> **What to do**:
Copy out the data below word for word, keeping every line in its original order and form.

> **Supplied entries**:
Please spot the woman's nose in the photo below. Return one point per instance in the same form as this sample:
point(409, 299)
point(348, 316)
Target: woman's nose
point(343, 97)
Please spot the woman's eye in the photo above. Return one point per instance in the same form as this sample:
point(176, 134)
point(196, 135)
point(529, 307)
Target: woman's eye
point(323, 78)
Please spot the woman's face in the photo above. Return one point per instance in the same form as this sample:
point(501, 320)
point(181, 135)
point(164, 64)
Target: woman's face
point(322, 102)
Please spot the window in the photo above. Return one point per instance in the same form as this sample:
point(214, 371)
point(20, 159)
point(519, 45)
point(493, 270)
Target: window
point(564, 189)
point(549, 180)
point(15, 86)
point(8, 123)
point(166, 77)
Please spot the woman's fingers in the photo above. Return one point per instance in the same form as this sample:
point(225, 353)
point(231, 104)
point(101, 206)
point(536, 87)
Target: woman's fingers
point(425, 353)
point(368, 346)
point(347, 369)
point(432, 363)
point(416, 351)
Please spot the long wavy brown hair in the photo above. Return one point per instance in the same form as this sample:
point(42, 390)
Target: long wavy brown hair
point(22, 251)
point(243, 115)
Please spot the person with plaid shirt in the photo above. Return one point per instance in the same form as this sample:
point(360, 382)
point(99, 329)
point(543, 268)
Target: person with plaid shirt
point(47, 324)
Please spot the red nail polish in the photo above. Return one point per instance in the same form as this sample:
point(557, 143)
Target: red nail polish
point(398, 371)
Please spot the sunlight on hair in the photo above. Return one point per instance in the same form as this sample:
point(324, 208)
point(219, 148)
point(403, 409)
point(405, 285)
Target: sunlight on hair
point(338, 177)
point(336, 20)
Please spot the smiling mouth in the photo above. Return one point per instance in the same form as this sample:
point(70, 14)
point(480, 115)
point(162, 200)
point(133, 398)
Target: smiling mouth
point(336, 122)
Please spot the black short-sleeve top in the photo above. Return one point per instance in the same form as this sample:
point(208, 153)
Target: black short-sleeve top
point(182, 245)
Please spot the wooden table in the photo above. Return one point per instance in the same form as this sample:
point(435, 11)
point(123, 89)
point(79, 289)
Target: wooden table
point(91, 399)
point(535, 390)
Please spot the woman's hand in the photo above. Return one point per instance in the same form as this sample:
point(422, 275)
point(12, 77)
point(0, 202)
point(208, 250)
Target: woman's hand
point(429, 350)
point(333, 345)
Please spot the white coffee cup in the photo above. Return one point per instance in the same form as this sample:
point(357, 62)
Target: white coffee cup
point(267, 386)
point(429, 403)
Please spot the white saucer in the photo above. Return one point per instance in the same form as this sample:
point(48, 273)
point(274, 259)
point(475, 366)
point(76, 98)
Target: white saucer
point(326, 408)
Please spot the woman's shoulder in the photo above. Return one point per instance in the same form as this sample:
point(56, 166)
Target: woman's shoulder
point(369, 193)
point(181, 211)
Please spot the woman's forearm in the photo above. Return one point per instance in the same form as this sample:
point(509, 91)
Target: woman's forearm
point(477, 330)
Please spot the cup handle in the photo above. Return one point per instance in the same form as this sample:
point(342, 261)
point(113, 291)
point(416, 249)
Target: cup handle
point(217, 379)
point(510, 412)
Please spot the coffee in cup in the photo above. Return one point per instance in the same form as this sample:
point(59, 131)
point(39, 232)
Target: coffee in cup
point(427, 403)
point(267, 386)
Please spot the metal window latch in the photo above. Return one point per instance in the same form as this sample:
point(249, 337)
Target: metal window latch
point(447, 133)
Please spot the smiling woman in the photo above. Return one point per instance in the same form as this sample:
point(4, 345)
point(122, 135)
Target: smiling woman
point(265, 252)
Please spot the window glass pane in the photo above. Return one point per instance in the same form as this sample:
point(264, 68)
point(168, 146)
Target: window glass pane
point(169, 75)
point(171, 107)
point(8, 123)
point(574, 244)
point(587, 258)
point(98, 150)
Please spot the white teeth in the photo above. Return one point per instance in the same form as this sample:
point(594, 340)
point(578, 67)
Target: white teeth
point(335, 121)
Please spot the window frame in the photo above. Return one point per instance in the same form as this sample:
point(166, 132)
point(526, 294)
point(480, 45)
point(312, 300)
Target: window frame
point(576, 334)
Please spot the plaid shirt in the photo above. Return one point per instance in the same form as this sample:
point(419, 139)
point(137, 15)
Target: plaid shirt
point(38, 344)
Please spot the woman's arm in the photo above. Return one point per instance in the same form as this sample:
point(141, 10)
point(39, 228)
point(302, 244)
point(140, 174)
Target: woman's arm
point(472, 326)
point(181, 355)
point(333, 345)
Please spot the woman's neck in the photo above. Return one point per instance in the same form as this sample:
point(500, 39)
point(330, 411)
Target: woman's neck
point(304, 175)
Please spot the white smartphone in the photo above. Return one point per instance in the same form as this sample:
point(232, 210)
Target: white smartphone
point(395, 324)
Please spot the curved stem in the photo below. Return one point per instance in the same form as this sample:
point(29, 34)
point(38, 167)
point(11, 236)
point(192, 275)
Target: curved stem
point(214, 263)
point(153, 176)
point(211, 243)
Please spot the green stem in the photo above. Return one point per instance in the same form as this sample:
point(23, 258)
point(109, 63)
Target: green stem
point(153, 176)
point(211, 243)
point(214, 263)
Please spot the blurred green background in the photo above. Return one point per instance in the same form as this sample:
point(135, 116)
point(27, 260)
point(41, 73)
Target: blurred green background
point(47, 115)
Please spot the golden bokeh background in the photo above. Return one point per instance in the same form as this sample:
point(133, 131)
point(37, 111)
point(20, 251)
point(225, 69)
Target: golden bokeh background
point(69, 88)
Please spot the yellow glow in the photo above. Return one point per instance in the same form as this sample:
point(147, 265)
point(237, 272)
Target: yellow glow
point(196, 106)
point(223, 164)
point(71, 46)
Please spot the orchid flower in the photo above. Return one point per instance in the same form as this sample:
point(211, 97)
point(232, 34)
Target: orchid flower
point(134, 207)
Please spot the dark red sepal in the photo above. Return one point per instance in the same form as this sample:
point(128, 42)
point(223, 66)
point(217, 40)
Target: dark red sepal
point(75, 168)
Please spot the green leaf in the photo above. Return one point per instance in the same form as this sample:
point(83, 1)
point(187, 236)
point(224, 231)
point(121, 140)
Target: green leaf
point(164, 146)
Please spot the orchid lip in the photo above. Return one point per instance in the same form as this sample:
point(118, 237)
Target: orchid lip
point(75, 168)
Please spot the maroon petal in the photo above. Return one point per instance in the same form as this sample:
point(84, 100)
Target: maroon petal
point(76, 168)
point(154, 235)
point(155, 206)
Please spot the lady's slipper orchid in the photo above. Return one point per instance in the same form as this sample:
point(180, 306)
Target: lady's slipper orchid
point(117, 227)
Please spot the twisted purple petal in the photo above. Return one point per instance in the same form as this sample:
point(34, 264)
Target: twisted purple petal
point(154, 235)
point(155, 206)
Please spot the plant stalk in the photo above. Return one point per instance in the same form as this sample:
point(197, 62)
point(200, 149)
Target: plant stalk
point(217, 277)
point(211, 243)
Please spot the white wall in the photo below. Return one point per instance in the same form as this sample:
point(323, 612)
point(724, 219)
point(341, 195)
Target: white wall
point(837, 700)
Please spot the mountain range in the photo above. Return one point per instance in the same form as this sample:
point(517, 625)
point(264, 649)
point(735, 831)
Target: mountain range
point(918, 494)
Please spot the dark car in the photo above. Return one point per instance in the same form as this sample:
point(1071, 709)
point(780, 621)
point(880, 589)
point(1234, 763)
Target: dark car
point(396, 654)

> **Task output**:
Please spot the woman's nose in the photo below. Return one point per instance in the same form as this sample:
point(409, 299)
point(348, 316)
Target: woman's nose
point(343, 97)
Please spot the woman's eye in the photo above. Return one point per instance in the same form as this sample:
point(176, 134)
point(196, 135)
point(529, 307)
Target: woman's eye
point(323, 78)
Please spot the woman's face in the photo above. Return one point per instance in the same form as this sample:
point(501, 320)
point(181, 135)
point(164, 64)
Target: woman's face
point(322, 102)
Please spot the window in the photo above. Return one point per instance in the same form as this sample:
point(214, 371)
point(20, 159)
point(519, 45)
point(493, 270)
Target: window
point(564, 189)
point(549, 180)
point(15, 86)
point(8, 123)
point(166, 77)
Please spot the woman's fingers in the photo above. Return one point per instance in the same form as this sample:
point(225, 353)
point(231, 104)
point(101, 206)
point(536, 87)
Target: woman's fingers
point(425, 353)
point(368, 346)
point(347, 369)
point(432, 363)
point(416, 351)
Please spot the long wavy brown hair in the photo above. Return one point per instance in the same form as this sample:
point(42, 390)
Target: long wavy brown hair
point(22, 251)
point(243, 115)
Please spot the person with plaid shirt in the photo above. Return one point per instance in the same form as this sample:
point(360, 382)
point(99, 329)
point(543, 268)
Target: person with plaid shirt
point(47, 324)
Please spot the red nail polish in the photo above. Return one point per instance in the same form as this sample:
point(557, 143)
Target: red nail polish
point(398, 371)
Please spot the sunlight on hair in the photo above. Return one point per instance in the same form as this sample:
point(324, 208)
point(219, 148)
point(403, 409)
point(405, 285)
Target: sunlight on hair
point(338, 177)
point(336, 20)
Please spot the smiling mouth in the photo above. Return one point per instance in the same form as this sample:
point(70, 14)
point(480, 115)
point(162, 200)
point(133, 398)
Target: smiling mouth
point(336, 122)
Please spot the black short-sleeve top in the photo above. Return one point per instance in the same form as this sample:
point(208, 153)
Target: black short-sleeve top
point(182, 245)
Please spot the wooden table in the photo above. Return one point per instance in the same form as this sample:
point(435, 11)
point(123, 89)
point(79, 289)
Target: wooden table
point(91, 399)
point(535, 390)
Please spot the woman's hand in the photo above. Return one point per instance in the same form as this sample:
point(422, 275)
point(12, 77)
point(0, 202)
point(208, 250)
Target: woman's hand
point(429, 350)
point(333, 345)
Please spot the white coffee cup in the photo above. Return one point per instance in the same form as this sample:
point(357, 62)
Target: white coffee cup
point(267, 386)
point(429, 403)
Please spot the white saucer in the photo above. Return one point per instance in the same form as this sample:
point(48, 273)
point(274, 259)
point(475, 366)
point(76, 98)
Target: white saucer
point(326, 408)
Please spot the woman's shoulder in the photo above. Return one point per instance in the same form as this sample:
point(56, 166)
Target: woman's shoulder
point(369, 193)
point(181, 211)
Please spot the woman's forearm in the photo above. Return one point per instance in the same form as this sample:
point(509, 91)
Target: woman's forearm
point(477, 330)
Please spot the cup handle in the photo above. Return one point per instance in the same form as this sample:
point(342, 261)
point(113, 291)
point(416, 249)
Target: cup handle
point(217, 379)
point(510, 412)
Please spot the coffee in cup in the photo above. Return one point per instance in the same form as this sample:
point(59, 131)
point(39, 232)
Target: coffee in cup
point(427, 403)
point(267, 386)
Please spot the metal window latch in the photo above. Return one point per instance in the same form as this sample:
point(249, 337)
Target: metal window latch
point(447, 133)
Please spot the smiling woman in the photo above. Return one point per instance in the same form as this sample:
point(4, 345)
point(122, 135)
Target: smiling woman
point(265, 252)
Please spot the window glass pane in the photo above. Return one point per instance in the same form as this sample:
point(264, 68)
point(168, 146)
Target: window glass pane
point(169, 75)
point(171, 107)
point(8, 123)
point(574, 244)
point(587, 258)
point(98, 150)
Please spot the white teeth in the photo above. Return one point per instance in the same form as this sample:
point(594, 340)
point(578, 67)
Target: white teeth
point(335, 121)
Please spot the window frame in the photo above. Return one point per instance in the same form as this sample:
point(166, 132)
point(526, 294)
point(480, 45)
point(312, 300)
Target: window frame
point(576, 334)
Please spot the plaid shirt in the photo above. Return one point per instance in the same form as this sample:
point(419, 139)
point(137, 15)
Target: plaid shirt
point(38, 344)
Please spot the woman's arm in the photo above. Return one point per instance in the same form as this sample:
point(141, 10)
point(39, 228)
point(302, 244)
point(140, 174)
Target: woman's arm
point(472, 326)
point(181, 355)
point(333, 345)
Please spot the woman's neck in the photo above. Return one point per instance in the same form as this sample:
point(500, 39)
point(330, 411)
Target: woman's neck
point(304, 175)
Please spot the white smartphone in the photo above. Return one point per instance in the same form as this sample:
point(232, 210)
Target: white smartphone
point(395, 324)
Please spot the curved stem in the photo below. Return one point per instance in the same form as this sample:
point(29, 34)
point(38, 167)
point(11, 236)
point(192, 275)
Target: curved stem
point(214, 263)
point(153, 176)
point(211, 243)
Please spot the green stem in the photo above. Return one point per instance in the same form as this sample:
point(23, 258)
point(109, 63)
Target: green stem
point(153, 176)
point(211, 243)
point(214, 263)
Please spot the blurred green background in the photo above. Return one point per instance in the same form as this sample:
point(135, 116)
point(27, 260)
point(41, 73)
Target: blurred green background
point(47, 115)
Please spot the golden bokeh background in the photo above. Return one point per instance in the same form as this sample:
point(133, 131)
point(37, 111)
point(20, 251)
point(225, 69)
Target: golden bokeh background
point(69, 88)
Please spot the yellow glow in the photo above. Return one point per instance in the same form as this sample:
point(147, 265)
point(237, 272)
Target: yellow glow
point(196, 106)
point(223, 164)
point(71, 46)
Please spot the orchid flower in the photo above. Return one point per instance in the same form as this sample:
point(211, 97)
point(232, 34)
Target: orchid flower
point(134, 207)
Please spot the dark red sepal in the photo above. Return one point per instance in the same form as this sample:
point(128, 42)
point(223, 66)
point(217, 40)
Target: dark red sepal
point(75, 168)
Please spot the green leaf in the photo above. Return one point per instance in the same form as this sample:
point(83, 1)
point(187, 236)
point(224, 231)
point(121, 140)
Target: green leaf
point(164, 146)
Please spot the orchid lip in the photo above. Return one point per instance in the same form as this sample:
point(118, 237)
Target: orchid lip
point(75, 168)
Please spot the maroon petal in the photo above. Return one point per instance in the same form as this sample:
point(84, 100)
Target: maroon petal
point(76, 168)
point(154, 235)
point(155, 206)
Please spot the lady's slipper orchid in the photo above. Return one point per instance in the same form as this sample:
point(180, 306)
Target: lady's slipper orchid
point(117, 227)
Please spot the twisted purple petal in the photo above. Return one point per instance in the same form as this sample:
point(34, 264)
Target: twisted purple petal
point(154, 235)
point(155, 206)
Please spot the plant stalk in the photo above. Return one point per instance in the same form as this sample:
point(197, 62)
point(200, 149)
Target: plant stalk
point(217, 277)
point(211, 243)
Please spot the white wall in the photo below. Return one point per instance in the same form as this sample:
point(323, 612)
point(724, 219)
point(341, 195)
Target: white wall
point(837, 700)
Please spot the mountain range in the photo above. Return one point per instance in the same form as this sample:
point(517, 625)
point(264, 649)
point(735, 831)
Target: mountain range
point(918, 494)
Please spot the dark car in the photo above. Return one point per instance in the same form as this sample:
point(1071, 709)
point(780, 621)
point(880, 589)
point(1234, 763)
Target: dark car
point(396, 654)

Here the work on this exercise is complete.